Selected passage |
— begin —
Running Away to the Air, 6: America, What A Country!

In honour of the Yakov Smirnov of the Twenty-First Century, another actor who lived his role, doing his best to save the unsalvageable: 



Let us all now meditate on the downsides of method acting. On the other hand, it did clear room for Jim Belushi to have a career. The takeaway here is that America was ludicrously unprepared for World War II, but that something deep in the American spirit, symbolised by FDR, and also Blutus, saying everything that needs to be said, here, pulled the country through. If I need to be an A student to win your love, that's what I'll become.

There's other ways of looking at it. There always are. In one, the American military is somehow well prepared for war prepared because the navy taught its pilots deflection shooting, and, you know, Americans, shooting, that stuff. (No, wait, here!)* 

In another, it's all down to the unleashed might of American private industry. Let's stop here, and think about Bluto. Sure, he's gross. But he's also sticking up for us against those rich people's children. Lately, though, it seems to be all about the rich children arguing back. Or, rather, paying people to do it, who are still poor enough to make an effort. There is  full blown argument intended to be taken seriously to unserious efforts by  unserious people best known for those books, and evidently ready to jump on the wingnut welfare wagon. The main point is that while maybe you thought that the New Deal fought the Second World War,  it was actually the titans of American business that pulled us through. So suck it, Paul Krugman!.

Well, whatever. It's not my country. We lost in 1783, so it's Americans that'll have to fix America. My point is, more-or-less, that we had two great wars in the last century, and the economic trends coming out of the second one can presumably replicated, and if that happened, I might still end up in a house as nice as my grandfather's. You know, could happen. 

That being said, the other great war had nowhere near the same effect. My provisional explanation for that is that the first war destroyed the old horse-based economy, destroying vast amounts of economic value, while the second created the modern automobile-based** economy by investing enormous amounts in the "economy of knowledge."

So doesn't that mean that the "industry saved us" guys are right? Doesn't Arthur Herman's blurb start by pointing out that the head of GM went to Washington with Henry Kaiser and organised themselves up the enormous productive power of American industry and built approximately a billion planes, aircraft carriers and tanks and saved the world?

Well, no, as a matter of fact. I have a ...more complicated explanation.


Thursday, May 10, 2012

Fall of France, VI: Traction Avant!

We live in a world on the verge of chronic underemployment and incipient deflationary spiral. I'd say that it's hard to understand how this came about, except that I'm an early modern historian, so I've seen it before. People who have ready money appreciate perfectly well that it is most valuable when no-one else has it, and people with ready money can usually get the prince to go along with their desires. There'd be no economic growth at all were it not for that great social wonder called "war," which (sometimes) forces the rich to confront the alternative of losing office with the fall of the dynasty. Nothing opens the hoards and sets money into circulation like the thought of your parish rival getting your family's J.P. by coming out for Charlie in time!

Sometimes. Not always. The last century saw two great wars. One was followed by deflation, the other by what I'm increasingly inclined to see as the single greatest economic expansion in human history. If we could just find a way to bottle that stuff, maybe I could afford a house in my neighbourhood. We just don't want to bottle WWI when we mean to be bottling WWII, New Coke instead of Old Coke. So what makes the difference? For one, France won in 1914, lost in 1940. Is there anything, anything, we can learn from that?
— end —
Work to complete | For each statement, decide whether it agrees with the blog post above. Answer yes or no, and quote the words of the post that settle it. 1. The writer attributes the destruction of the old horse-based economy to the first of the century's two great wars. 2. The writer states that France lost in 1914 and won in 1940. 3. The writer identifies as an early modern historian.

Data listing |
— begin —
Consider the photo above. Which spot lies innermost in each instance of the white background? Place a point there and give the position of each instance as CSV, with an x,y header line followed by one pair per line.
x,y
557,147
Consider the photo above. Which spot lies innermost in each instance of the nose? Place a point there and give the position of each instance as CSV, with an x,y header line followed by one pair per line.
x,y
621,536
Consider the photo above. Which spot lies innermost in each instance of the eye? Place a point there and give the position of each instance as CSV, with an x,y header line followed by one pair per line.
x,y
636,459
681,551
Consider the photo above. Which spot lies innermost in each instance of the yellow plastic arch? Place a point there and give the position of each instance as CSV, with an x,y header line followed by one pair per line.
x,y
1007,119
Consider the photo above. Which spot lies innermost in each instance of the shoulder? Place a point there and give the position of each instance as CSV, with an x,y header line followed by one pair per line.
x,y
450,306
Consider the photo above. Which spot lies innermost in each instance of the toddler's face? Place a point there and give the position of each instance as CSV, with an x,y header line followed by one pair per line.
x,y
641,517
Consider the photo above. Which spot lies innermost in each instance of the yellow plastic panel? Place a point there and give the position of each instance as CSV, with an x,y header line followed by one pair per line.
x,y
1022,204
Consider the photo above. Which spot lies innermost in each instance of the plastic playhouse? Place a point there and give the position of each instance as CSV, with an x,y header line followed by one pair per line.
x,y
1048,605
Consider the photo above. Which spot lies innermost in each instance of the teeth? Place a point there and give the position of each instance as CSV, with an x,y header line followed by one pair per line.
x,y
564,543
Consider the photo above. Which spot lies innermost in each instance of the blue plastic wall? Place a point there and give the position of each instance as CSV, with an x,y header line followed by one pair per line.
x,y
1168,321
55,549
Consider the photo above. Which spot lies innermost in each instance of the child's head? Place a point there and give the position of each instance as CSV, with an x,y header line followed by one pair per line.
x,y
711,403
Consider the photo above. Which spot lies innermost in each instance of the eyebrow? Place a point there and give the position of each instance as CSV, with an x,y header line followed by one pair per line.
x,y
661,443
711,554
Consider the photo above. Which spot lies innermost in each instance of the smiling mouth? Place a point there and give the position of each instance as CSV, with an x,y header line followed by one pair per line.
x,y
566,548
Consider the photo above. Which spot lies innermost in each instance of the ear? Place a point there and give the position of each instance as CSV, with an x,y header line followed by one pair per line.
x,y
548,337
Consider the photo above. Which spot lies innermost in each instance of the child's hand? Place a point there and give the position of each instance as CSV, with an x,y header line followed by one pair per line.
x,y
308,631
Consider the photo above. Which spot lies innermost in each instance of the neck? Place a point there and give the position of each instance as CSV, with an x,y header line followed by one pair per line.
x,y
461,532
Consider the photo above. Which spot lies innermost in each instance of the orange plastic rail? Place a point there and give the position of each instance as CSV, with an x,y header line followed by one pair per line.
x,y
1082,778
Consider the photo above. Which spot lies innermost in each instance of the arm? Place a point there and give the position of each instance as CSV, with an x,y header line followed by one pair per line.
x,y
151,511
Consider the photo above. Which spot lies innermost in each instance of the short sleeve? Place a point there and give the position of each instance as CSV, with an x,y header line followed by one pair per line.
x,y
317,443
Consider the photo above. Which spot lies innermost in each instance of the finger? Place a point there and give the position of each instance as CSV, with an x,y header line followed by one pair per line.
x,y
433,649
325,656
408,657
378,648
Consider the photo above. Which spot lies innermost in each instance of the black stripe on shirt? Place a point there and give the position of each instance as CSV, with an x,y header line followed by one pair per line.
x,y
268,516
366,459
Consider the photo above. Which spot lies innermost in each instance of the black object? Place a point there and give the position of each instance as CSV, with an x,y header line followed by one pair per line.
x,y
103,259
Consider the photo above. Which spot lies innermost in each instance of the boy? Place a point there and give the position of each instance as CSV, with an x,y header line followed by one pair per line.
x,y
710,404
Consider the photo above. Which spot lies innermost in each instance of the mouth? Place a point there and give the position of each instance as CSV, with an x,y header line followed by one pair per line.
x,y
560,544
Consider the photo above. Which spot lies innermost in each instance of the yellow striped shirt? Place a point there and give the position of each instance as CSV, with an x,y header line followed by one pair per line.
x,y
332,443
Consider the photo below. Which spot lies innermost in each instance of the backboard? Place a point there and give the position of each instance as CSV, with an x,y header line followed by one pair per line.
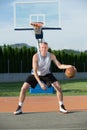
x,y
47,12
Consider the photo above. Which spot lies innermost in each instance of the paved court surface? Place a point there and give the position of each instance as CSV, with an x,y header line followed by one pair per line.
x,y
75,120
42,113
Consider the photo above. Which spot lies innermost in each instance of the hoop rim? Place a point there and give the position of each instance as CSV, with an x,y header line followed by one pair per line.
x,y
37,24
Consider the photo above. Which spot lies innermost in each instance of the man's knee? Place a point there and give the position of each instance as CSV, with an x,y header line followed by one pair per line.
x,y
25,87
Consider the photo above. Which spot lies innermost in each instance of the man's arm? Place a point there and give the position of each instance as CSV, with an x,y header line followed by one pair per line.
x,y
35,67
58,64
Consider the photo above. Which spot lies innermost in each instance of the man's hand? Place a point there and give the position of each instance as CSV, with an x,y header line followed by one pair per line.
x,y
42,85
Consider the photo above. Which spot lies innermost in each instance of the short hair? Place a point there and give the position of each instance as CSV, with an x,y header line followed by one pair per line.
x,y
43,43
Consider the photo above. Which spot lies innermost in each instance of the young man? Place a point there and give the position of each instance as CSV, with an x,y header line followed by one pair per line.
x,y
41,72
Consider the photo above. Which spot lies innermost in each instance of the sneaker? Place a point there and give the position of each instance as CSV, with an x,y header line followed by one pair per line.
x,y
62,109
18,111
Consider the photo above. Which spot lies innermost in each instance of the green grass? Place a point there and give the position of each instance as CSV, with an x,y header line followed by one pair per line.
x,y
70,87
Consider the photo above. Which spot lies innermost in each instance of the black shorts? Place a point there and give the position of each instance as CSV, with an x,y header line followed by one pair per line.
x,y
47,79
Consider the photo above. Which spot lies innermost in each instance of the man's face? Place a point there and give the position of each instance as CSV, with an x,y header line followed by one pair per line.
x,y
43,49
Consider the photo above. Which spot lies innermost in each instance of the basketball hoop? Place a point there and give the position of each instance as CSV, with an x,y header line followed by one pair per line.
x,y
37,24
— end —
Task solution |
1. Yes: "the first war destroyed the old horse-based economy"
2. No: "France won in 1914, lost in 1940."
3. Yes: "I'm an early modern historian"